# DATA TO USE:

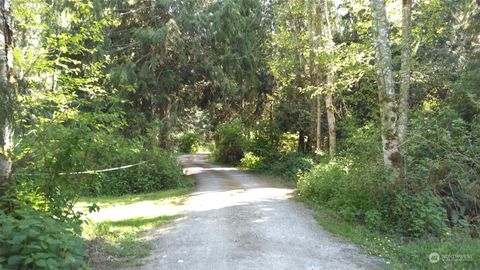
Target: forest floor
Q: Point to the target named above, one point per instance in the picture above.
(235, 220)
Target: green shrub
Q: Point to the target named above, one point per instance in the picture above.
(252, 162)
(444, 157)
(32, 240)
(230, 142)
(418, 214)
(189, 142)
(162, 171)
(265, 141)
(289, 166)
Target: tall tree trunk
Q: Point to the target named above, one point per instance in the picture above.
(332, 132)
(6, 96)
(329, 47)
(314, 46)
(318, 134)
(405, 68)
(387, 100)
(301, 142)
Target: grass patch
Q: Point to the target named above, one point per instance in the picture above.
(109, 201)
(120, 242)
(456, 251)
(116, 234)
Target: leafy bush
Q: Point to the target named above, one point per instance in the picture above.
(252, 162)
(265, 141)
(32, 240)
(289, 166)
(356, 188)
(162, 171)
(418, 214)
(230, 142)
(188, 142)
(444, 158)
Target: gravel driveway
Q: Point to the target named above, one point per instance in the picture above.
(234, 220)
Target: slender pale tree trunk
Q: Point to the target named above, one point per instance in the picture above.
(405, 69)
(314, 46)
(319, 124)
(6, 95)
(329, 47)
(387, 100)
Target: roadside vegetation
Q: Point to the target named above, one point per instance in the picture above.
(375, 119)
(116, 234)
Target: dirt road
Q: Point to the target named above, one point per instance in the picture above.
(234, 220)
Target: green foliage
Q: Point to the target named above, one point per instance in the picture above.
(250, 161)
(189, 142)
(355, 187)
(33, 240)
(291, 165)
(444, 157)
(413, 254)
(161, 172)
(417, 215)
(230, 142)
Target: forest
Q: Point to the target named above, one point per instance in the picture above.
(369, 109)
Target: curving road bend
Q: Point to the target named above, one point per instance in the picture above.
(234, 220)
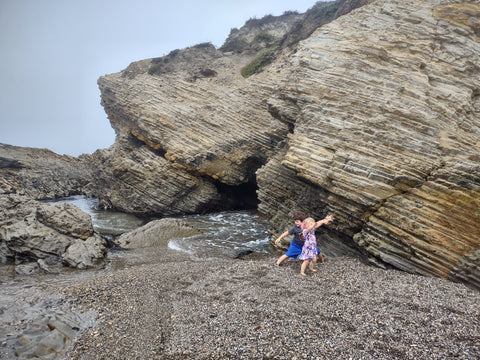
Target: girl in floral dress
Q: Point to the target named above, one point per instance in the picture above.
(309, 250)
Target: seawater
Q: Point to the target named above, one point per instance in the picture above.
(223, 234)
(104, 221)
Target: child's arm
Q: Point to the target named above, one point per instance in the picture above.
(323, 221)
(281, 237)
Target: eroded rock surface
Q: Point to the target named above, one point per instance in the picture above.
(374, 118)
(47, 235)
(385, 102)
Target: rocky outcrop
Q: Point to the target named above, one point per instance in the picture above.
(374, 118)
(156, 233)
(42, 174)
(385, 103)
(47, 236)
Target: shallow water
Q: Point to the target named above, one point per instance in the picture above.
(104, 221)
(26, 306)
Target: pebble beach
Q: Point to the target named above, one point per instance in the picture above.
(253, 309)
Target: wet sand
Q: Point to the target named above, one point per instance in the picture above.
(252, 309)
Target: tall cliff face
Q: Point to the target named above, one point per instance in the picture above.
(385, 103)
(374, 118)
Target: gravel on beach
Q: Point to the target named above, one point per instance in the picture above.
(253, 309)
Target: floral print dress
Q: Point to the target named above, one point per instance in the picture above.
(309, 249)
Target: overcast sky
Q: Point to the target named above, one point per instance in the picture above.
(53, 51)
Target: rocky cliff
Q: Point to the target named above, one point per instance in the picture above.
(385, 103)
(366, 110)
(374, 117)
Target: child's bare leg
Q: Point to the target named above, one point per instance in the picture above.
(312, 264)
(281, 259)
(303, 267)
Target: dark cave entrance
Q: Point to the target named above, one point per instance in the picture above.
(233, 197)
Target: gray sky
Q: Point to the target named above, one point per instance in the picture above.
(53, 51)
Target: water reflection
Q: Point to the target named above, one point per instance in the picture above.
(225, 234)
(104, 221)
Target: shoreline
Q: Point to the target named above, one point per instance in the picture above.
(251, 309)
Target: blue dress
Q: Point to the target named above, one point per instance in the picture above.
(295, 248)
(309, 250)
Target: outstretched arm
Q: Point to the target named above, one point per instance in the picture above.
(324, 221)
(281, 237)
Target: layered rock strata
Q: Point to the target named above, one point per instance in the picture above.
(47, 236)
(385, 103)
(374, 118)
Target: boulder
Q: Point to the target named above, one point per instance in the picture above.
(157, 233)
(35, 231)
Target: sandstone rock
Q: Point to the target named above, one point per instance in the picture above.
(157, 233)
(36, 231)
(66, 219)
(84, 254)
(385, 106)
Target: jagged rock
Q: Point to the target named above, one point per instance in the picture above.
(84, 254)
(45, 233)
(374, 118)
(385, 103)
(156, 233)
(40, 173)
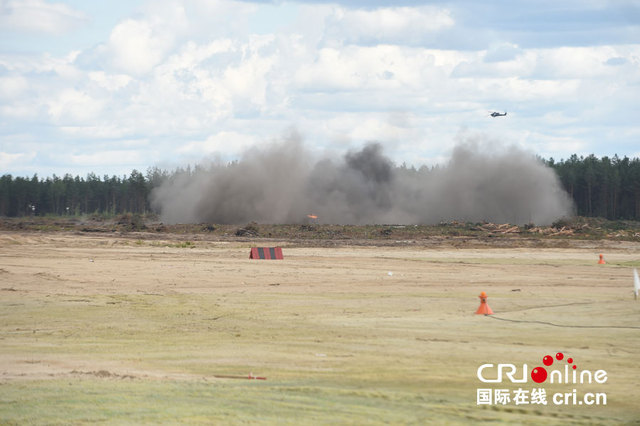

# THE REQUEST:
Change every "Point to" in the rows above to "Mark" and write the rows out again with nothing else altered. Omit the pictures.

# THE RESULT:
Target: forest floor
Q: Mark the target named above, one point per instance in the picture above.
(235, 220)
Target: green shrub
Q: Mark the target named above, one point per instance in the picture above.
(252, 162)
(444, 157)
(32, 240)
(230, 142)
(418, 214)
(189, 142)
(162, 171)
(265, 141)
(289, 166)
Target: tall tree trunk
Q: Mark the target named above, one point per instance in the picture above.
(332, 132)
(6, 96)
(329, 47)
(314, 46)
(318, 134)
(405, 68)
(387, 100)
(301, 142)
Target: grass patch
Q: Mark the target named above, one point per instance in the picture above.
(109, 201)
(120, 242)
(456, 251)
(116, 234)
Target: leafy bush
Q: Mark the target named above, one point per instance in the picture above.
(252, 162)
(265, 141)
(32, 240)
(289, 166)
(356, 188)
(162, 171)
(418, 214)
(230, 142)
(188, 142)
(444, 158)
Target: gravel driveway
Q: Mark the target named above, one point per instance in the picture above.
(234, 220)
Target: slender pale tree trunk
Q: Mark the target named above, one point per instance in the picture above.
(405, 69)
(314, 46)
(319, 124)
(6, 95)
(329, 47)
(387, 100)
Target: roadside vegetation
Q: Mark the target named above, one point per instance in the picture above.
(375, 119)
(116, 234)
Target: dirt road
Q: Mark the target named above, one point per instance in the picture above.
(234, 220)
Target: green foliage
Q: Mark the target named above, one point per instance in the picture above.
(250, 161)
(189, 142)
(355, 187)
(33, 240)
(291, 165)
(444, 157)
(413, 254)
(161, 172)
(417, 215)
(230, 142)
Target: forest
Q: Mark the target named above, one point per instance in the picture above.
(369, 109)
Target: curving road bend
Q: Mark the target named above, one point per instance in the picture above.
(234, 220)
Target: girl in floral dress
Q: Mark the target named above, one point per instance in the picture above.
(309, 250)
Target: seawater
Q: Mark the target named above, one point per instance in the picture above.
(223, 234)
(104, 221)
Target: child's arm
Q: Mark the target named above, one point per instance in the picture above.
(323, 221)
(281, 237)
Target: eroded rock surface
Q: Mark the target named above, one point per instance in the picture above.
(374, 118)
(47, 235)
(385, 102)
Target: rocky outcrop
Q: Mark the target named above, one point per instance in the picture above.
(374, 118)
(156, 233)
(42, 174)
(385, 103)
(47, 236)
Target: shallow water
Q: Mark the target named above, one point per instance in the picture above.
(104, 221)
(26, 306)
Target: pebble beach
Q: Mark the target named above, one point per instance in the picture above.
(253, 309)
Target: wet sand
Q: Mark the target named above, one point per instance in the picture above.
(252, 309)
Target: tall cliff face
Q: Mark the target named above, one point per instance in the picture above.
(385, 103)
(374, 118)
Target: gravel on beach
Q: Mark the target named above, one point per instance in the picture above.
(253, 309)
Target: floral print dress
Q: Mark the target named above, one point per instance in the picture above.
(309, 249)
Target: overcast sky
Q: Mark the target named above, one point per instance in the picture above.
(53, 51)
Target: rocky cliff
Q: Mark the target named above, one point per instance in the picture above.
(385, 103)
(366, 110)
(374, 117)
Target: child's bare leg
Q: Mark the target named above, one point per instance in the picture above.
(312, 264)
(281, 259)
(303, 267)
Target: dark cave entrance
Q: Mark the target named above, one point per instance in the picture above.
(233, 197)
Target: gray sky
Q: Mark the target named above, one point per instance in the picture above.
(53, 51)
Target: water reflection
Q: Mark the target named above, one point per instance in the picture above.
(225, 234)
(104, 221)
Target: shoreline
Q: Mark the target named above, one point per instance in the picture above.
(251, 309)
Target: blue dress
Q: Mark the target named above, one point per instance in the picture above.
(295, 248)
(309, 250)
Target: outstretched arm
Q: Mark the target named above, one point per instance in the picture above.
(324, 221)
(281, 237)
Target: layered rock strata
Q: Mark the target named above, one point per instance in the picture above.
(47, 236)
(385, 103)
(374, 118)
Target: boulder
Q: Mark the target named above, one point per instance in the picture above.
(157, 233)
(35, 231)
Target: sandstone rock
Q: Mark the target named above, one point per instance in the picture above.
(157, 233)
(36, 231)
(66, 219)
(84, 254)
(385, 106)
Target: jagged rock
Q: Mark the target named above, one point per instance in the picture above.
(84, 254)
(45, 233)
(374, 118)
(385, 103)
(156, 233)
(40, 173)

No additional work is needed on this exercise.